◆ **Aim of the task**:
The answer must consist of each line below that contains the word "railway", copied in full.
━━━━━ Information shown ━━━━━
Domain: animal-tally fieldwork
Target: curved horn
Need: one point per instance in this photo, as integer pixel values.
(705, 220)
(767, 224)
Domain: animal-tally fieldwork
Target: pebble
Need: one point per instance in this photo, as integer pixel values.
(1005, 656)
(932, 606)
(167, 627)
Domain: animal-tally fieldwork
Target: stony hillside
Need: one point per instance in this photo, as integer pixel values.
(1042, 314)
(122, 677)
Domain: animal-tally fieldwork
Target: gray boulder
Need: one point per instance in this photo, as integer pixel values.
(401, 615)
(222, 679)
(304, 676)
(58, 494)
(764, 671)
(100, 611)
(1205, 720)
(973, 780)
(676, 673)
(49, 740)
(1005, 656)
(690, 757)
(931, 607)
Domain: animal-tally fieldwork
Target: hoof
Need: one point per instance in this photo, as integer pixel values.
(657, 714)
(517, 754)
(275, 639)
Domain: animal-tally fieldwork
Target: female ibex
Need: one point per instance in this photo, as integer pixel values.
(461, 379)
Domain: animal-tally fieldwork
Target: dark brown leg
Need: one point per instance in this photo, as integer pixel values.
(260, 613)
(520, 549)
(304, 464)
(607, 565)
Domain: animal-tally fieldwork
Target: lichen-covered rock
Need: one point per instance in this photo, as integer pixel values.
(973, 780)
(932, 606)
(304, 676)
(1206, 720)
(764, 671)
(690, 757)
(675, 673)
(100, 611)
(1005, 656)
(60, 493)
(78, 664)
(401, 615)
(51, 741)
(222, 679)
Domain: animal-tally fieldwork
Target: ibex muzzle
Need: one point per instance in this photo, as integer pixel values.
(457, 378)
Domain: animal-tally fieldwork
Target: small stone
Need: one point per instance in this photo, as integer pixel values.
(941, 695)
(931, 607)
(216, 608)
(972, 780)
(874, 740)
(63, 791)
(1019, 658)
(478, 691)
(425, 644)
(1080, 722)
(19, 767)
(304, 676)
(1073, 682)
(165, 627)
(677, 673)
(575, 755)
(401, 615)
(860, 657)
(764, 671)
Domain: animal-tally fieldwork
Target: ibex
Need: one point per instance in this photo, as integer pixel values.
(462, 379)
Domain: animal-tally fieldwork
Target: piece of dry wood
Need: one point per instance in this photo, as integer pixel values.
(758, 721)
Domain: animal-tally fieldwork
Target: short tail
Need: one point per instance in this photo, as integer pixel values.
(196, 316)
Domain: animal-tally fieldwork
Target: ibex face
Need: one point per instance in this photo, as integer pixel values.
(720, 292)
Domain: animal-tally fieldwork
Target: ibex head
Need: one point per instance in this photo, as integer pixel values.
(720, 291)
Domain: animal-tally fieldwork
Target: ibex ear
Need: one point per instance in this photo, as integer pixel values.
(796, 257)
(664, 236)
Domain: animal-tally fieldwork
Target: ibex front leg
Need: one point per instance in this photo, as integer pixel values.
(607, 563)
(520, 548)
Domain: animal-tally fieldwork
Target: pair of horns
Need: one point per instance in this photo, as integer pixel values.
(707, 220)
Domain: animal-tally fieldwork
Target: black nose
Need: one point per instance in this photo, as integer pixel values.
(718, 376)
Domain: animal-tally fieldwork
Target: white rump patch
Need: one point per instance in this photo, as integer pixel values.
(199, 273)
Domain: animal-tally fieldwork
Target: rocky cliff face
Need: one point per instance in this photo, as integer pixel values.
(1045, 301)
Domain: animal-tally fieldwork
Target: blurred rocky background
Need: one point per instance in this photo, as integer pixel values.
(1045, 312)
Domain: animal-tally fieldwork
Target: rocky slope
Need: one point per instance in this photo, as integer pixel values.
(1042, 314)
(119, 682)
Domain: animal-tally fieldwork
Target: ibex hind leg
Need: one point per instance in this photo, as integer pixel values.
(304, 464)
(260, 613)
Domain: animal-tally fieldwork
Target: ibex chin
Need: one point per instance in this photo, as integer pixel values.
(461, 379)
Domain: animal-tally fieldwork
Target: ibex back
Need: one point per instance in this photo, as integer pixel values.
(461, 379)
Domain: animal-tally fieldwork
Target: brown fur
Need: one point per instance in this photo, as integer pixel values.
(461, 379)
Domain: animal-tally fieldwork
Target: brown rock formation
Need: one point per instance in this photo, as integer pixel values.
━━━━━
━━━━━ Information shown ━━━━━
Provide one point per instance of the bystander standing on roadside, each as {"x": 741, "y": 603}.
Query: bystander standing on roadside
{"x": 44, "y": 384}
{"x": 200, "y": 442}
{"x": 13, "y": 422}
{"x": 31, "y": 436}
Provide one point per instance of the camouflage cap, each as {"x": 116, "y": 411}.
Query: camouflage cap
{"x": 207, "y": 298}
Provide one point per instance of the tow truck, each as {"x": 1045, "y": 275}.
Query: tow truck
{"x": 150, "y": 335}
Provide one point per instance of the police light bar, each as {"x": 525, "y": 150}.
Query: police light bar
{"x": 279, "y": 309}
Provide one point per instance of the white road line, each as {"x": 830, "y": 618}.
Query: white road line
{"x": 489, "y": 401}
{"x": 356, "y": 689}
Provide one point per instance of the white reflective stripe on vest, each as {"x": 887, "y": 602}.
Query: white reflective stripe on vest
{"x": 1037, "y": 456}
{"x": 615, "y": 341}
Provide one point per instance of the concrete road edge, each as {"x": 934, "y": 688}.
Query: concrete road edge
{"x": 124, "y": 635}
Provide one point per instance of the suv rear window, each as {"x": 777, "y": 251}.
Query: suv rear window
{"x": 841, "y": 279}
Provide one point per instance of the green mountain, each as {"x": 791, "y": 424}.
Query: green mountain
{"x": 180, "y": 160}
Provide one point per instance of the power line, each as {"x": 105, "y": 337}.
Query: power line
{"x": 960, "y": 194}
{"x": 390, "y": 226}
━━━━━
━━━━━ Information shown ━━━━━
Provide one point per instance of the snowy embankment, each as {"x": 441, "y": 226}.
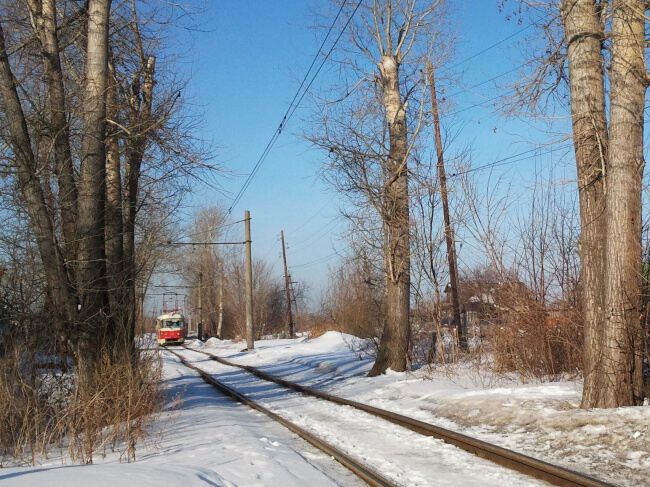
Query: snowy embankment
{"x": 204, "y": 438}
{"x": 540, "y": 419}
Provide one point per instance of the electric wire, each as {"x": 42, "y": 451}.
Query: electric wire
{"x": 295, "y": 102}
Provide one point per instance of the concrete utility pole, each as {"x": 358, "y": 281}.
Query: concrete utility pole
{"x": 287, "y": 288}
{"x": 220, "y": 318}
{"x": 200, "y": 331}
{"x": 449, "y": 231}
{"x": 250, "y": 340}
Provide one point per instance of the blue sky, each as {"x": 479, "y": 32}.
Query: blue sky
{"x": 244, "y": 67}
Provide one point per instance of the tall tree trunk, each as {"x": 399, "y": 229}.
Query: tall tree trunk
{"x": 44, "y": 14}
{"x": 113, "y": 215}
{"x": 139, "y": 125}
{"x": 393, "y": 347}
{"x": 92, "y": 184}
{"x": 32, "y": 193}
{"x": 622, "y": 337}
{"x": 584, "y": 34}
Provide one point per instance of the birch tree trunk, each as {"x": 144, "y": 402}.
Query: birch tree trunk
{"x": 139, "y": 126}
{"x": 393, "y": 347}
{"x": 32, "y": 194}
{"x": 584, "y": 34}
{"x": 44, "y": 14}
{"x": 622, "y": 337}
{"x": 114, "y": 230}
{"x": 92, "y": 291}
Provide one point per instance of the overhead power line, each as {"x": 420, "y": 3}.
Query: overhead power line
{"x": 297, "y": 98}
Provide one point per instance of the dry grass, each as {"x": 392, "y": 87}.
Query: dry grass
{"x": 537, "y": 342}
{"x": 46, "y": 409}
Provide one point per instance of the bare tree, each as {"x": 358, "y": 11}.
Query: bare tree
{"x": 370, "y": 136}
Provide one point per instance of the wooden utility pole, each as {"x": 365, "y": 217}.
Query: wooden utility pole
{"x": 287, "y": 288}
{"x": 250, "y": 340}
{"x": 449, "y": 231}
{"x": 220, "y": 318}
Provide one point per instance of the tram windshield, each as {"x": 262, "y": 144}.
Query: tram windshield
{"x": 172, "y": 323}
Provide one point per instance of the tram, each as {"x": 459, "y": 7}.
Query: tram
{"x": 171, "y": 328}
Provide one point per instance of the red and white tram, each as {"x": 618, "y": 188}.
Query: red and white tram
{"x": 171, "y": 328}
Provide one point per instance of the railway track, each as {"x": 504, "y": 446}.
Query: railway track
━━━━━
◆ **Problem solution**:
Provide one point per instance of the railway track, each as {"x": 504, "y": 446}.
Query: railway track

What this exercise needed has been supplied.